• _Untersuchter Text_
····················

Dabei gaben sich nicht wenige der Unternehmensbosse vor einem Jahr noch euphorisch angesichts der zusätzlichen Arbeitskräfte. Die Hoffnung, dass die Zuwanderung auch den Fachkräftemangel beheben könne, war groß. Doch inzwischen ist klar: Es sind nicht wie erhofft nur Ärzte und Ingenieure gekommen. Die Flüchtlinge seien zu gering qualifiziert und würden die deutsche Sprache nicht verstehen, lautet vielfach die Diagnose in den Chefetagen.
Gabriel mahnt Einigung an
Dass sich Firmen aber nun mit dem Argument der mangelnden Sprachkenntnisse aus der Verantwortung ziehen, will die Bundesregierung nicht gelten lassen. Bundeswirtschaftsminister Sigmar Gabriel (SPD) betonte im Vorfeld des Gipfels im Kanzleramt gegenüber dieser Zeitung, dass „die erfolgreiche Integration von Flüchtlingen eine große Gemeinschaftsaufgabe“ sei.
Offenbar sieht man im Ministerium, dass vor allem große Unternehmen hinter ihren Möglichkeiten zurückbleiben: Die Art und die Beweggründe der Betriebe für ihr Engagement für Flüchtlinge würden variieren, auch nach Unternehmensgröße, sagte eine Sprecherin. „Insbesondere der Mittelstand sei hier sehr aktiv“, sagte sie. Gabriel hatte sich bereits im Juli in einem Brief an die Dax-Bosse gewandt und mehr Einsatz eingefordert. Die Antworten der Dax-Vorstände wird man im Kanzleramt gespannt erwarten.

····················

(Beschreibungen von Regionen in natürlicher Sprache)
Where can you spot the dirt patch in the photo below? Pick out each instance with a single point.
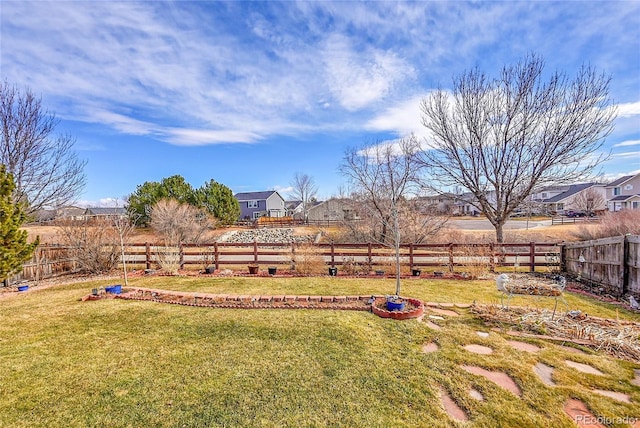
(499, 378)
(620, 339)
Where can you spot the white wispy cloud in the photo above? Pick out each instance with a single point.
(629, 109)
(184, 75)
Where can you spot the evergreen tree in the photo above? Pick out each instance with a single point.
(14, 248)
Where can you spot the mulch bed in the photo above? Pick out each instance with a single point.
(620, 339)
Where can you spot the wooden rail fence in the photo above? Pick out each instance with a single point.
(611, 265)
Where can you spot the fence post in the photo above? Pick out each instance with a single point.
(626, 259)
(332, 254)
(492, 260)
(255, 251)
(181, 250)
(216, 259)
(532, 256)
(411, 256)
(147, 254)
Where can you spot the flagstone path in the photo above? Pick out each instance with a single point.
(545, 373)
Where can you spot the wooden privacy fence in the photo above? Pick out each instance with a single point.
(51, 260)
(610, 264)
(47, 261)
(439, 256)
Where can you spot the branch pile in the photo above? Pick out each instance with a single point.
(620, 339)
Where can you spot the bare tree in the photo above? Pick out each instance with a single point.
(177, 223)
(46, 170)
(501, 137)
(124, 227)
(589, 200)
(383, 176)
(304, 189)
(93, 243)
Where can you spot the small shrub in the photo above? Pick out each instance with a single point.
(168, 258)
(308, 260)
(94, 244)
(351, 267)
(612, 224)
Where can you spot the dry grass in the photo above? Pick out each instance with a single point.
(308, 260)
(123, 363)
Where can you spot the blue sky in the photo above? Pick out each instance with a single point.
(248, 93)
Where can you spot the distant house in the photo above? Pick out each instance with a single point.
(70, 213)
(562, 198)
(334, 209)
(444, 203)
(254, 205)
(624, 193)
(105, 213)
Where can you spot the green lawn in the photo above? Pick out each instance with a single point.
(119, 363)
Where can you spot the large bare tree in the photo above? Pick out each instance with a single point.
(383, 177)
(501, 137)
(304, 189)
(47, 172)
(590, 200)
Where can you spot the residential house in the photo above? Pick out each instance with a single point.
(443, 203)
(105, 213)
(254, 205)
(624, 193)
(334, 209)
(560, 199)
(70, 213)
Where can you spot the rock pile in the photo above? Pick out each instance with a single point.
(267, 235)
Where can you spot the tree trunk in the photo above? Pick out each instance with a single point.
(500, 232)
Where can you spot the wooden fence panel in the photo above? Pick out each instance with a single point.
(600, 262)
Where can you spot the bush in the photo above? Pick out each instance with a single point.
(94, 244)
(612, 224)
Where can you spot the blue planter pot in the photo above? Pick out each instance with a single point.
(114, 289)
(395, 306)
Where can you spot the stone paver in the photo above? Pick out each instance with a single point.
(619, 396)
(523, 346)
(499, 378)
(584, 368)
(475, 394)
(478, 349)
(427, 348)
(545, 373)
(572, 349)
(452, 408)
(578, 411)
(432, 326)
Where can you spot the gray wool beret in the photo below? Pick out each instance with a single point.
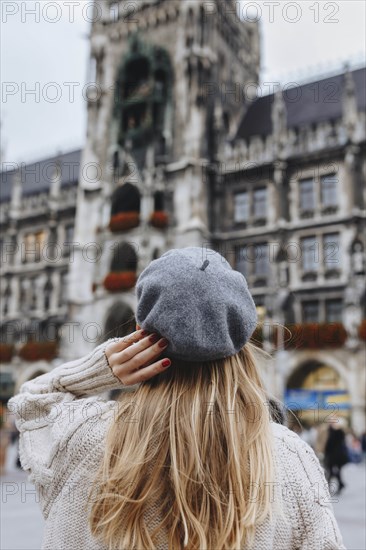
(193, 298)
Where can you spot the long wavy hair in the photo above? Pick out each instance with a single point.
(197, 450)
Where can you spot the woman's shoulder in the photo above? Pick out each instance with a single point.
(285, 436)
(288, 440)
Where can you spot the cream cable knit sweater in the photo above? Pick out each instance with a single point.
(63, 424)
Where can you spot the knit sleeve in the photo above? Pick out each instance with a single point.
(50, 408)
(320, 530)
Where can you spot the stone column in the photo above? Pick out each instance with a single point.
(279, 177)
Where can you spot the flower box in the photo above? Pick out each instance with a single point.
(35, 351)
(123, 221)
(6, 352)
(312, 336)
(257, 336)
(123, 280)
(159, 219)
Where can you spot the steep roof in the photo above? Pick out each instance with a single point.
(37, 176)
(306, 104)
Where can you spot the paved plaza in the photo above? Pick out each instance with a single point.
(22, 522)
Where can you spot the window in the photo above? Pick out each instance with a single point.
(63, 289)
(40, 239)
(331, 251)
(333, 310)
(329, 195)
(260, 203)
(261, 260)
(32, 249)
(28, 249)
(309, 254)
(241, 207)
(307, 199)
(310, 312)
(241, 261)
(69, 233)
(69, 236)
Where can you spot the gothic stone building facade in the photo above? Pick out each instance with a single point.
(178, 153)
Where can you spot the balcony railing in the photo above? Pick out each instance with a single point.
(303, 336)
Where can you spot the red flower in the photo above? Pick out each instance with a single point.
(117, 281)
(159, 219)
(6, 352)
(124, 221)
(362, 330)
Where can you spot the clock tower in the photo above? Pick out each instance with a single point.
(166, 82)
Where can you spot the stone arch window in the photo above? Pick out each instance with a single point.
(358, 257)
(7, 340)
(126, 198)
(159, 218)
(122, 275)
(47, 290)
(203, 26)
(125, 208)
(120, 321)
(143, 94)
(124, 258)
(156, 254)
(190, 28)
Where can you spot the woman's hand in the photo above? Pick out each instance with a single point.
(133, 359)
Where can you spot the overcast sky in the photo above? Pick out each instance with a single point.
(299, 40)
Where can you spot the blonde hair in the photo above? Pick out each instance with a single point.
(200, 449)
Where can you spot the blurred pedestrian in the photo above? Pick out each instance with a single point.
(4, 438)
(354, 448)
(363, 445)
(335, 453)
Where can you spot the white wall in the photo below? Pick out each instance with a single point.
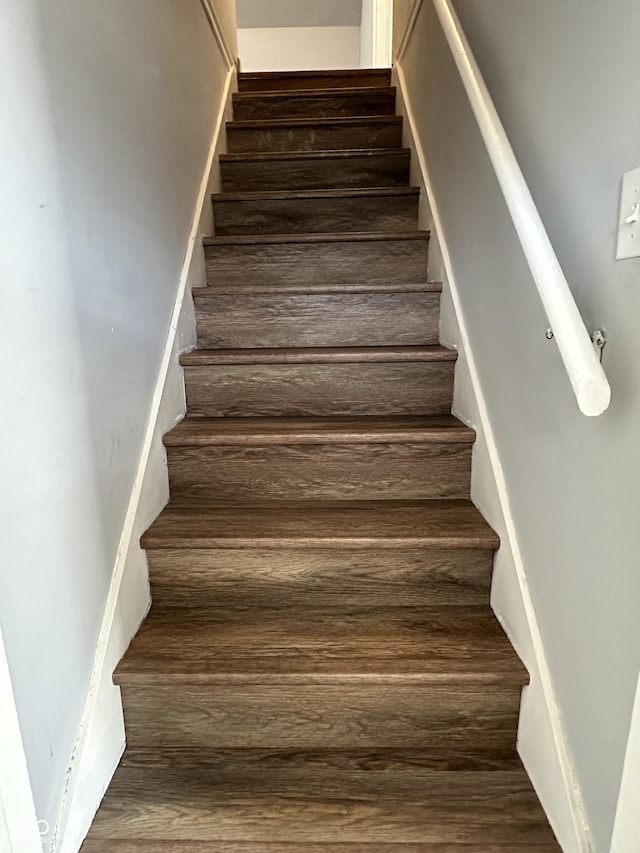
(561, 83)
(108, 112)
(366, 33)
(299, 48)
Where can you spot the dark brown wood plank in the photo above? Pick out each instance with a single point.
(378, 797)
(269, 81)
(321, 577)
(315, 170)
(110, 845)
(320, 355)
(344, 524)
(379, 471)
(375, 209)
(319, 134)
(367, 257)
(320, 103)
(290, 389)
(384, 645)
(207, 432)
(266, 717)
(314, 320)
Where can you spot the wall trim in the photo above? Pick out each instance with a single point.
(583, 838)
(19, 828)
(626, 828)
(218, 32)
(101, 664)
(403, 44)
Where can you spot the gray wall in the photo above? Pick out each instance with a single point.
(298, 13)
(108, 112)
(562, 76)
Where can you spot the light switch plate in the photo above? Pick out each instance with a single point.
(629, 222)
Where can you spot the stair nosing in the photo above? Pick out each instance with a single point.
(258, 432)
(328, 92)
(317, 237)
(324, 154)
(318, 355)
(211, 291)
(299, 121)
(320, 72)
(295, 195)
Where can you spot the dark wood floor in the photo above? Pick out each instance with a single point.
(320, 671)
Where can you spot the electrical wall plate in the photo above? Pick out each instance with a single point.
(629, 222)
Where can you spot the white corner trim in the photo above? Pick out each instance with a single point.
(382, 33)
(72, 795)
(584, 841)
(408, 30)
(218, 32)
(19, 829)
(626, 829)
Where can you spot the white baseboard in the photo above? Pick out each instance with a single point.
(100, 741)
(542, 741)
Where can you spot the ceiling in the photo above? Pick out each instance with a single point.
(299, 13)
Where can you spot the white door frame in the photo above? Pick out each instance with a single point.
(376, 33)
(382, 33)
(19, 829)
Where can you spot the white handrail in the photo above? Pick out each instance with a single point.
(587, 377)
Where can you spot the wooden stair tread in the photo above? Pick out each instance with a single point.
(248, 644)
(342, 237)
(352, 799)
(338, 524)
(309, 156)
(296, 121)
(319, 355)
(340, 74)
(311, 288)
(327, 92)
(291, 195)
(199, 432)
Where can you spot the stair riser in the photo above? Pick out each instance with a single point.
(259, 108)
(293, 82)
(319, 472)
(320, 389)
(333, 137)
(300, 216)
(317, 578)
(359, 319)
(384, 261)
(380, 170)
(266, 717)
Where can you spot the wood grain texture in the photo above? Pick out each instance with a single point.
(375, 209)
(340, 524)
(322, 796)
(279, 81)
(332, 320)
(321, 355)
(320, 389)
(384, 257)
(328, 134)
(212, 432)
(454, 646)
(379, 717)
(320, 671)
(315, 170)
(238, 474)
(110, 845)
(291, 287)
(316, 578)
(321, 103)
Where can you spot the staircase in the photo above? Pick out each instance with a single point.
(320, 671)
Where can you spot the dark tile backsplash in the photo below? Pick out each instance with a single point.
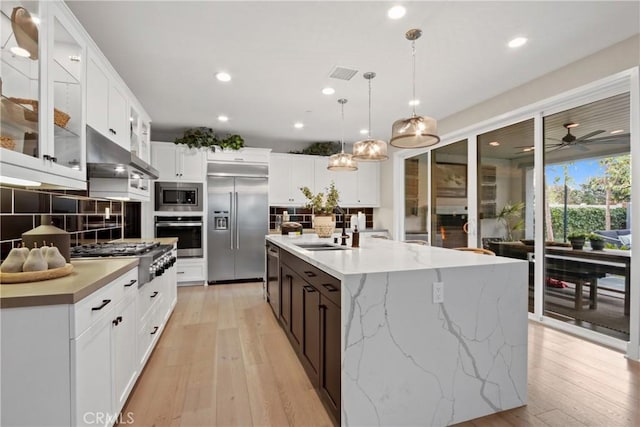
(31, 202)
(303, 216)
(85, 219)
(5, 200)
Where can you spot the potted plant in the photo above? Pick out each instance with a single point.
(596, 241)
(323, 208)
(204, 137)
(511, 217)
(577, 239)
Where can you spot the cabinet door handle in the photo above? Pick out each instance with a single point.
(329, 287)
(104, 303)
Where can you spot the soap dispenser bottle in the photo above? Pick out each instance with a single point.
(355, 238)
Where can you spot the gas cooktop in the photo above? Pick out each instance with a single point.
(112, 249)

····················

• _Aufgabe 1_
Welche staatlichen Stellen und Parteien nennt der Text zur Integration von Flüchtlingen in Unternehmen?
• _Aufgabe 2_
Führe den Text zur Integration von Flüchtlingen in Unternehmen nach seinem letzten Satz weiter.

• _Schriftliche Antwort 1_
Bundesregierung, Kanzleramt, Ministerium, SPD

• _Schriftliche Antwort 2_
Tatsächlich zeigen Zahlen der BA, dass Flüchtlinge vor allem in der Zeitarbeitsbranche und dem Gastgewerbe einen Job finden. Vieles sei in der Wirklichkeit der Betriebe aber komplizierter als in der Theorie, klagt auch Albrecht von der Hagen, Geschäftsführer des Verbandes der Familienunternehmen. Bei den 121 Mitgliedsunternehmen seien bisher 480 Flüchtlinge fest angestellt. Außerdem hätten sie 563 Ausbildungsplätze vergeben.
Sprache ist das Hindernis
Doch oft reichten die Deutschkenntnisse der Flüchtlinge nicht, um etwa die Sicherheitsvorschriften eines Gabelstaplers richtig zu verstehen, sagt von der Hagen. Um Unfälle zu vermeiden, würde manche Firma dem Bewerber dann keinen Ausbildungsplatz anbieten.
Damit Unternehmen künftig mehr Flüchtlinge einstellen, fordert der Verband von der Politik Lösungen: Er schlägt einen „trialen“ Ausbildungsgang vor: Schule, Lehre plus Spracherwerb im Betrieb. Dafür müssten allerdings auch Sprachlehrer und Betreuer auf Kosten des Arbeitgebers eingestellt werden. Weil das zusätzliches Geld kostet, sollten die Kommunen beispielsweise 1000 Euro pro Flüchtling und Monat dazugeben und das etwa zwei Jahre lang, so der Vorschlag. Danach sollen die Unternehmen die Ausbildung zwei weitere Jahre alleine finanzieren.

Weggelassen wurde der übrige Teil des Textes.